_What you should do_:
Which lines in the records below contain the word "photo"? Pull out each one and copy it.

_Entries supplied_:
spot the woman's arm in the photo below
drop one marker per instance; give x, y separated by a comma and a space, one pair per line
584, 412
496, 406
==
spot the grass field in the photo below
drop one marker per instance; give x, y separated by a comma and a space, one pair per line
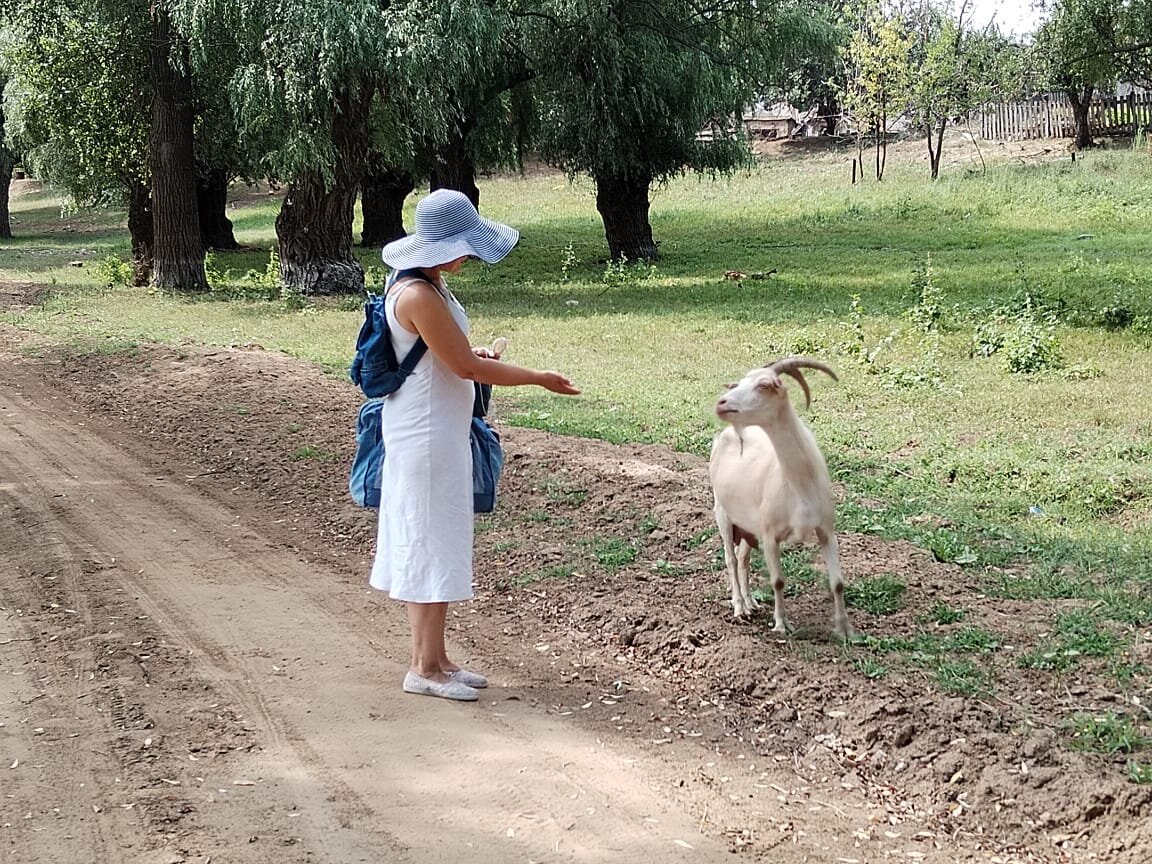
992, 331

_Reply_:
spot the woman's arm in the photo below
spot the grass field in the photo below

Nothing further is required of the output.